Text section -
------
Catching up with the Tavern patrons.
I miss being behind the bar at the Tavern and being able to see everyone. I figure that a lot of us have been kind of out of touch lately. With the numerous shutdowns and stay home orders, the tavern closing, and just not seeing the people that we would often see under normal circumstances. This post is about catching up, about seeing how some of us are dealing with life now.
I jumped online and messaged to a few people specifically that I know I’ve been missing terribly. I asked them a few questions about if they had changed jobs or found a new place to hang out, and what they miss about the Tavern. It was bittersweet getting to talk to them.
Nick Vickers was a regular patron and friend to all of us. His shenanigans and love for whiskey made our nights fun and memorable. Vickers was a character that would travel from Kenmore to come to spend his time with us at the Tavern. His karaoke singing and his generous heart is something I have always loved about him. When I talked to him, he said that he’s been unemployed since September and is, like many of us, still struggling with getting any answers from unemployment. He also said that he is looking forward to getting the covid19 vaccine and returning to the workforce. When I asked if he had found another bar to hang out with, he said that he hadn’t been out and about since the Tavern closed. He has returned to the local bar that he spent time at in the before times, the Lucky 7 in Kirkland. Then the question that makes people a little bit sad and nostalgic. But he misses the Tavern “I miss the community and atmosphere of the tavern the most; you knew you’d see family when you walked in the door.”
------
Information given -

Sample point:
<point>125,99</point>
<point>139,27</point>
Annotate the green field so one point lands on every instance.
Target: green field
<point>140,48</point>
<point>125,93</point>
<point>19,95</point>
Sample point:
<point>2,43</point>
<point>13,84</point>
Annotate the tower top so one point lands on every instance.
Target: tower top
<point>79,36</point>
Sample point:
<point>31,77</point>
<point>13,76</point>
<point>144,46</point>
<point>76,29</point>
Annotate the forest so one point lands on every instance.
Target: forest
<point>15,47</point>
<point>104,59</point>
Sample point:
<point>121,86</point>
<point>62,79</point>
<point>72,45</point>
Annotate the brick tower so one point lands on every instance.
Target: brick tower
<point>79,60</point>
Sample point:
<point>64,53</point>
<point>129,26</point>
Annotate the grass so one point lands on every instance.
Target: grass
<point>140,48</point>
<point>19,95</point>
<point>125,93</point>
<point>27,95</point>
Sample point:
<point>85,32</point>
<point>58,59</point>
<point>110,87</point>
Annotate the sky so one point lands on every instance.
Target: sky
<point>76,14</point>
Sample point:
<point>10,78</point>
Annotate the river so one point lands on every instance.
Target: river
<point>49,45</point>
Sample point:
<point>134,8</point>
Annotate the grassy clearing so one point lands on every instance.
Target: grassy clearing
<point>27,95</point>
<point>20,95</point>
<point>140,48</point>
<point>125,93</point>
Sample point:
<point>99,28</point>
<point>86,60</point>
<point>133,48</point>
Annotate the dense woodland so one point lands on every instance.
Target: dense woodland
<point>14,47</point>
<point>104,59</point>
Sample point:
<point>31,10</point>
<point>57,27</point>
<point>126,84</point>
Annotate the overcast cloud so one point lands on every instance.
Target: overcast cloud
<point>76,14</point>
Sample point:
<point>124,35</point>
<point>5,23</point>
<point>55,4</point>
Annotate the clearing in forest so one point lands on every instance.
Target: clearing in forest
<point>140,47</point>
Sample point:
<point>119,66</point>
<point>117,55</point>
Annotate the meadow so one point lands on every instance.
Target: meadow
------
Work to complete -
1) Reproduce the part of the Tavern post between "Catching up with" and "talk to them.", inclusive.
2) Answer these questions using the Tavern post:
(a) How did the writer reach the people they had been missing?
(b) What town did Nick Vickers travel from to come to the Tavern?
(c) Which local bar has Vickers returned to?
3) Decide whether each statement agrees with the Tavern post. Answer yes or no, and quote the words from the post that decide it.
(a) The writer phoned the people they had been missing.
(b) Nick Vickers is looking forward to getting the covid19 vaccine.
(c) Vickers has been unemployed since the spring.

Exercise solutions -
1)
Catching up with the Tavern patrons.
I miss being behind the bar at the Tavern and being able to see everyone. I figure that a lot of us have been kind of out of touch lately. With the numerous shutdowns and stay home orders, the tavern closing, and just not seeing the people that we would often see under normal circumstances. This post is about catching up, about seeing how some of us are dealing with life now.
I jumped online and messaged to a few people specifically that I know I’ve been missing terribly. I asked them a few questions about if they had changed jobs or found a new place to hang out, and what they miss about the Tavern. It was bittersweet getting to talk to them.

2)
(a) The writer went online and messaged them.
(b) Kenmore.
(c) The Lucky 7 in Kirkland.

3)
(a) No: "I jumped online and messaged to a few people specifically that I know I’ve been missing terribly."
(b) Yes: "He also said that he is looking forward to getting the covid19 vaccine and returning to the workforce."
(c) No: "he said that he’s been unemployed since September"